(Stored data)
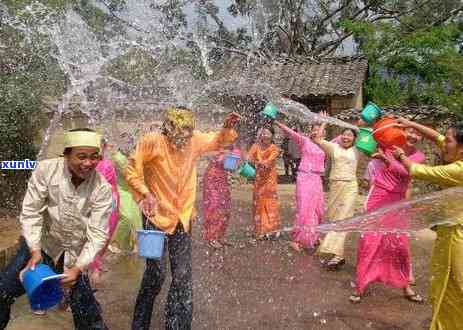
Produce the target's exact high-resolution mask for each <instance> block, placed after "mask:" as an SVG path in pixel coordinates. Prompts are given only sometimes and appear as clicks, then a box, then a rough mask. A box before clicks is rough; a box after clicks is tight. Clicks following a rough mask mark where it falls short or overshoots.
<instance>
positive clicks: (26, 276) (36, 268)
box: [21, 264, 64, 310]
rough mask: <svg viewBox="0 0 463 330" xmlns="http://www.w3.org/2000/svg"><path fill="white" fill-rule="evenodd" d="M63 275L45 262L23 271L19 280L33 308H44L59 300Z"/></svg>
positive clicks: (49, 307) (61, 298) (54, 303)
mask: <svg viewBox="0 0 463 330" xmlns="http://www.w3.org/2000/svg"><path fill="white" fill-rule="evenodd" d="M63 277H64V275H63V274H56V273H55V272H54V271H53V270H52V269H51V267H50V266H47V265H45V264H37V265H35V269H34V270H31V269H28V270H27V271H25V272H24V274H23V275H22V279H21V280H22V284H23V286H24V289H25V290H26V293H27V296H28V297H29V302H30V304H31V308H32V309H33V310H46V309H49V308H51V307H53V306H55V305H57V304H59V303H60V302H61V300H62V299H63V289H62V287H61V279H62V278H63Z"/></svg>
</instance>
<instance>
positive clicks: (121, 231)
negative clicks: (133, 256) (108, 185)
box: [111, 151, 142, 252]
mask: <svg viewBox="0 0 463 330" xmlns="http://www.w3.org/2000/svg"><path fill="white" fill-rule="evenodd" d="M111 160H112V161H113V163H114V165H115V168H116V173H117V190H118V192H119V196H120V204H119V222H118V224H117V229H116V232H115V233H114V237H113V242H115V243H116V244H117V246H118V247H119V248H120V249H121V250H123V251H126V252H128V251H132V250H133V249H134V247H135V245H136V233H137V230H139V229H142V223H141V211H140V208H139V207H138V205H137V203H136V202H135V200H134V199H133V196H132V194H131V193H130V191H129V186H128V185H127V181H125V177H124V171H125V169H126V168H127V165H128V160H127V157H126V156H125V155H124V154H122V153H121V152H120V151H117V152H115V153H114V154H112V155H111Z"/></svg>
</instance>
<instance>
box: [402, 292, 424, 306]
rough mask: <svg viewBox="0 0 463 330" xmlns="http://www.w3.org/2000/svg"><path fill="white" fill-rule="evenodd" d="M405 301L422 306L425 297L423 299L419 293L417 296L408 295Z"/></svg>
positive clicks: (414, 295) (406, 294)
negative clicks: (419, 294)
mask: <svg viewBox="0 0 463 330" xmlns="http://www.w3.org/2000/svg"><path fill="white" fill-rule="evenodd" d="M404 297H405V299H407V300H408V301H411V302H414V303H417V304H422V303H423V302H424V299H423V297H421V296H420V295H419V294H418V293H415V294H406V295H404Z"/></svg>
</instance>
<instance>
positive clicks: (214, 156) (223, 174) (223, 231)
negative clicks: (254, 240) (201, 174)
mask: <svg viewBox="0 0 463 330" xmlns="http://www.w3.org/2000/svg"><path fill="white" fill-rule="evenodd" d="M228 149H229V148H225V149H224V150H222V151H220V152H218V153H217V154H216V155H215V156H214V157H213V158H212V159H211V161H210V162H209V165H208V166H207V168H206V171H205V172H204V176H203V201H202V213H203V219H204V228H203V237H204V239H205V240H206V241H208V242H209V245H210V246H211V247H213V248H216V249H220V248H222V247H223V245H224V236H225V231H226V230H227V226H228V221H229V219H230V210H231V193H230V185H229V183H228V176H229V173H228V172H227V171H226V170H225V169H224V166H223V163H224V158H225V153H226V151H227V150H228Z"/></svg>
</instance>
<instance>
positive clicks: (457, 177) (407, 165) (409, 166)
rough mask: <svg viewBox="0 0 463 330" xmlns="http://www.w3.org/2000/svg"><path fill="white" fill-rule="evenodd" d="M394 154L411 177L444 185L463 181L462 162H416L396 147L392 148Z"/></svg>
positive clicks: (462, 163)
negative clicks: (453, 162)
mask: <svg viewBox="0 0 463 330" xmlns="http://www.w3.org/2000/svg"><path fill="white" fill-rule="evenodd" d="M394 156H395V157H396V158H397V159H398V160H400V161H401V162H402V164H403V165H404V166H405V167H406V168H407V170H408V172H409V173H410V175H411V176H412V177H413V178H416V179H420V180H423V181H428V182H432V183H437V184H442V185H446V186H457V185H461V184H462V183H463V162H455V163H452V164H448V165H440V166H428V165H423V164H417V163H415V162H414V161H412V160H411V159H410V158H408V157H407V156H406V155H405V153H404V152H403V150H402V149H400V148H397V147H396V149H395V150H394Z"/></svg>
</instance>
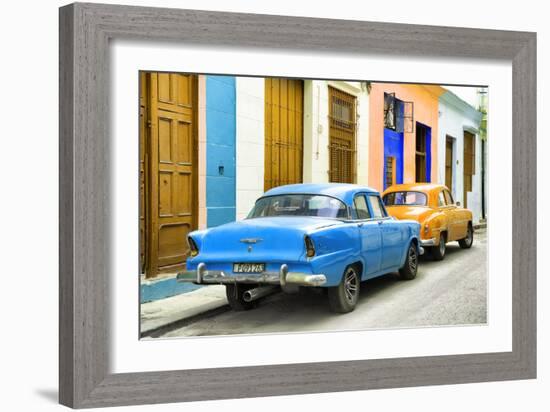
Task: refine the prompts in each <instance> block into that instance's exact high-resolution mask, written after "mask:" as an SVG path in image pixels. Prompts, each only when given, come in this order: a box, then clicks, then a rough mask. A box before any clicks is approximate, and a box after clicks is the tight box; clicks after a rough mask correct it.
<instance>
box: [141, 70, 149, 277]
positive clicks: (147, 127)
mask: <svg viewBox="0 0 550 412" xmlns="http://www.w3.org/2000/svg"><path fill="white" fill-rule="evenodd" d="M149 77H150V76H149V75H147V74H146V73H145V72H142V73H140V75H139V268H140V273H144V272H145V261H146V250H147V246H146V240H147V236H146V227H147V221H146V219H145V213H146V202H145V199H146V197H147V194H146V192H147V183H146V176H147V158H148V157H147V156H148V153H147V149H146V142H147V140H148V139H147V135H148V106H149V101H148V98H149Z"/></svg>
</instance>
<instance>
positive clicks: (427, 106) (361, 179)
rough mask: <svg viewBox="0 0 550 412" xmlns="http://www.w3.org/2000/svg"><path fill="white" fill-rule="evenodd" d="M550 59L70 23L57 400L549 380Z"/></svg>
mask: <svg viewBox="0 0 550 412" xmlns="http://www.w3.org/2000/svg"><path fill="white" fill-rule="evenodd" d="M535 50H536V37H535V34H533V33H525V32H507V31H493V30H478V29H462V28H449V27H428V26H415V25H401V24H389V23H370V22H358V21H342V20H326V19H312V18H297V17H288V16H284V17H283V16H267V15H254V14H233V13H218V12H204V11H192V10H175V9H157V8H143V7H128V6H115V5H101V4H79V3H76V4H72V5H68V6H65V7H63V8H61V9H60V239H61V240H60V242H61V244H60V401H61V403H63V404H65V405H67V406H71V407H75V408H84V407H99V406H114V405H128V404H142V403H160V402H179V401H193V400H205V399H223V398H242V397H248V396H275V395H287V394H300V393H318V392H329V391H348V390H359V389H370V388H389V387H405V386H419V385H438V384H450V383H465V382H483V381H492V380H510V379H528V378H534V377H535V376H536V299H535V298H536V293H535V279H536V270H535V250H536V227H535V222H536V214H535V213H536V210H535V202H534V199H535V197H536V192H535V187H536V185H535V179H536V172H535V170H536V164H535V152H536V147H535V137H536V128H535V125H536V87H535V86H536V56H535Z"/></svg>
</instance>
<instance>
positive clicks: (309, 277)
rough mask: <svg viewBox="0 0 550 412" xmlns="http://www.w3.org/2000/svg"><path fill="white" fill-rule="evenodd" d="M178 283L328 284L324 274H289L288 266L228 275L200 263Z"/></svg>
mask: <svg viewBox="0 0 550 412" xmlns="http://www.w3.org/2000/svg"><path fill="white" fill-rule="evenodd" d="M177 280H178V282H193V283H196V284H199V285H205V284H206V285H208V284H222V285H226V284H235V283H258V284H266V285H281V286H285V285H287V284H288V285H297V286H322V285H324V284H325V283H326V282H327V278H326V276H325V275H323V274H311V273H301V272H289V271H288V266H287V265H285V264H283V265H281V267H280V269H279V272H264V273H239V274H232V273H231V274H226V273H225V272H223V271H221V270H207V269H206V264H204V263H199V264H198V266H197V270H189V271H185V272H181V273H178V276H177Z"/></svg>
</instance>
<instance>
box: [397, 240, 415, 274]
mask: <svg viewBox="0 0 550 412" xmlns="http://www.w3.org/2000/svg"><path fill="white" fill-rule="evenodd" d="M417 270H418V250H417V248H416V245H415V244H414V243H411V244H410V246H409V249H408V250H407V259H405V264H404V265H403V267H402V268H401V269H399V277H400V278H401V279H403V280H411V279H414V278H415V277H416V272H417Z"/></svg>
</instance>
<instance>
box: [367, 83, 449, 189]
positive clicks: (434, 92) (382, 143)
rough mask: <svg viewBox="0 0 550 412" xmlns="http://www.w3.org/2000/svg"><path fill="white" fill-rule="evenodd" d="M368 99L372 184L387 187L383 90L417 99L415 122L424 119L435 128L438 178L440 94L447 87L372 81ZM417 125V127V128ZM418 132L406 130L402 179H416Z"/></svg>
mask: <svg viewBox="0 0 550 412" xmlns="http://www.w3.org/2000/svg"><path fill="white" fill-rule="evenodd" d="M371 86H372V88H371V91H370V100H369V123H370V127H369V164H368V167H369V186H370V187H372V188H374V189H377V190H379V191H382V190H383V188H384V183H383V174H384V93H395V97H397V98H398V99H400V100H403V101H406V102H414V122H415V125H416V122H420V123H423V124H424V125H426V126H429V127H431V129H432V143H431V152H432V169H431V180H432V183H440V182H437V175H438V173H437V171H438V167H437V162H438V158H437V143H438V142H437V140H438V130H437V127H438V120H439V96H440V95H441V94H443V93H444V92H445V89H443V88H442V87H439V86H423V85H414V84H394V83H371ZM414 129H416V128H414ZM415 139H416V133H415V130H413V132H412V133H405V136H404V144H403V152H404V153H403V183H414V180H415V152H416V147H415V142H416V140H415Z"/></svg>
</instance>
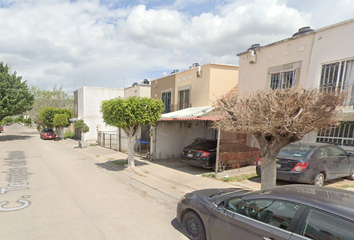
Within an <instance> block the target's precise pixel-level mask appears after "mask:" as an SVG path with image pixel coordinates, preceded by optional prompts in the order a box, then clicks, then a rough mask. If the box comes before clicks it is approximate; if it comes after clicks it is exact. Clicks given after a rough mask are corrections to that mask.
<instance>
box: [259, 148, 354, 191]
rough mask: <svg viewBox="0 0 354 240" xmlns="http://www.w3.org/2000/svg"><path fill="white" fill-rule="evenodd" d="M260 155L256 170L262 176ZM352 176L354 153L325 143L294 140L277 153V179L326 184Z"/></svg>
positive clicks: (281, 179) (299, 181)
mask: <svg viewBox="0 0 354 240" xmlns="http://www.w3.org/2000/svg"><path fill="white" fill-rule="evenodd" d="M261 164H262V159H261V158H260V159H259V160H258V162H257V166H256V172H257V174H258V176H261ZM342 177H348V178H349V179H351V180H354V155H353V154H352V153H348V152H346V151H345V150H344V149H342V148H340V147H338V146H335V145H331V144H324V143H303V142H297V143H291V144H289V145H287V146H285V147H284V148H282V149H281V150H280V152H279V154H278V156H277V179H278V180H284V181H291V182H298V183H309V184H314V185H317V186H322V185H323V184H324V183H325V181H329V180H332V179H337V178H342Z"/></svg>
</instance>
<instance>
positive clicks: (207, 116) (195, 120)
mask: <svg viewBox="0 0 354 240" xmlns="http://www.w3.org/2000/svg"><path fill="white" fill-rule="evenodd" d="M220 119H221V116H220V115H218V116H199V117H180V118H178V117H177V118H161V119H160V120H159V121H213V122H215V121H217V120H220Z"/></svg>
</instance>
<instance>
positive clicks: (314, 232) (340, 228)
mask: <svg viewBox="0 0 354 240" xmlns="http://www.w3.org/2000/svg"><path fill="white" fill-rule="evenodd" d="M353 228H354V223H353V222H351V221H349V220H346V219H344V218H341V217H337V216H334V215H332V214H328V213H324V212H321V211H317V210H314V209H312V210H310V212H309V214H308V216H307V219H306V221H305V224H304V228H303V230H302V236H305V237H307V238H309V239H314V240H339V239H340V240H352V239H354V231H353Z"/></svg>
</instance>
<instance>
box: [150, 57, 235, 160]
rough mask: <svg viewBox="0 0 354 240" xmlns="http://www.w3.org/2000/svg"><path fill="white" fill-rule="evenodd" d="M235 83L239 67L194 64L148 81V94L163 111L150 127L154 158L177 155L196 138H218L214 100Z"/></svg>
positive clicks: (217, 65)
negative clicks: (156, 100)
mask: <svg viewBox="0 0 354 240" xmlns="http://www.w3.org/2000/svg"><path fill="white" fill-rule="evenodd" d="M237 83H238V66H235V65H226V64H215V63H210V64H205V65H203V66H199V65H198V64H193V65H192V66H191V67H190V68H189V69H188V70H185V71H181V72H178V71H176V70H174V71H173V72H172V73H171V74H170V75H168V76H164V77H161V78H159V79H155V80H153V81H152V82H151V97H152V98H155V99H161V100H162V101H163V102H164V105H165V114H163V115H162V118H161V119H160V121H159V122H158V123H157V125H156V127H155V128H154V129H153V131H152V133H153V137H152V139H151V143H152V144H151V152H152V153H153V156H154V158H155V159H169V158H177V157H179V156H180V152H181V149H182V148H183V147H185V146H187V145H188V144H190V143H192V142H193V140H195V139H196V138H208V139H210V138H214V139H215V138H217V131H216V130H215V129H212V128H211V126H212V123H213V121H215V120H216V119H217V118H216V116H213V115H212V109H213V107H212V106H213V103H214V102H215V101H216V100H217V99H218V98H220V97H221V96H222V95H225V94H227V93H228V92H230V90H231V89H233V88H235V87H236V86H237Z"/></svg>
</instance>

§ What to do:
Take the lines above from the top of the records through the one with "box: [402, 292, 424, 306]" and repeat them exactly, without any pictures.

§ Solution:
Produce the target's exact high-resolution mask for each <instance> block, placed after "mask:" as an SVG path in pixel coordinates. Prompts are given only sometimes and appear as clicks, then a box, then a rough mask. A box before clicks is rough; a box after clicks is tight. Clicks following a rough mask mark where it falls short or overshoots.
<instance>
positive clicks: (26, 276) (36, 268)
box: [21, 264, 64, 310]
rough mask: <svg viewBox="0 0 463 330" xmlns="http://www.w3.org/2000/svg"><path fill="white" fill-rule="evenodd" d="M63 275L45 262L23 271L19 280L33 308H44L59 300Z"/></svg>
positive clicks: (49, 307) (61, 298) (54, 303)
mask: <svg viewBox="0 0 463 330" xmlns="http://www.w3.org/2000/svg"><path fill="white" fill-rule="evenodd" d="M63 277H64V275H63V274H56V273H55V272H54V271H53V270H52V269H51V267H50V266H47V265H45V264H37V265H35V269H34V270H31V269H28V270H27V271H25V272H24V274H23V275H22V279H21V280H22V284H23V286H24V289H25V290H26V293H27V296H28V297H29V302H30V304H31V308H32V309H33V310H46V309H49V308H51V307H53V306H55V305H57V304H59V303H60V302H61V300H62V299H63V289H62V287H61V279H62V278H63Z"/></svg>
</instance>
<instance>
positive clicks: (121, 231)
negative clicks: (133, 256) (108, 185)
box: [111, 151, 142, 252]
mask: <svg viewBox="0 0 463 330" xmlns="http://www.w3.org/2000/svg"><path fill="white" fill-rule="evenodd" d="M111 160H112V161H113V163H114V165H115V168H116V173H117V190H118V192H119V196H120V204H119V222H118V224H117V229H116V232H115V233H114V237H113V242H115V243H116V244H117V246H118V247H119V248H120V249H121V250H123V251H126V252H128V251H132V250H133V249H134V247H135V245H136V233H137V230H139V229H142V223H141V211H140V208H139V207H138V205H137V203H136V202H135V200H134V199H133V196H132V194H131V193H130V191H129V186H128V185H127V181H125V177H124V171H125V169H126V168H127V165H128V160H127V157H126V156H125V155H124V154H122V153H121V152H120V151H117V152H115V153H114V154H112V155H111Z"/></svg>
</instance>
<instance>
box: [402, 292, 424, 306]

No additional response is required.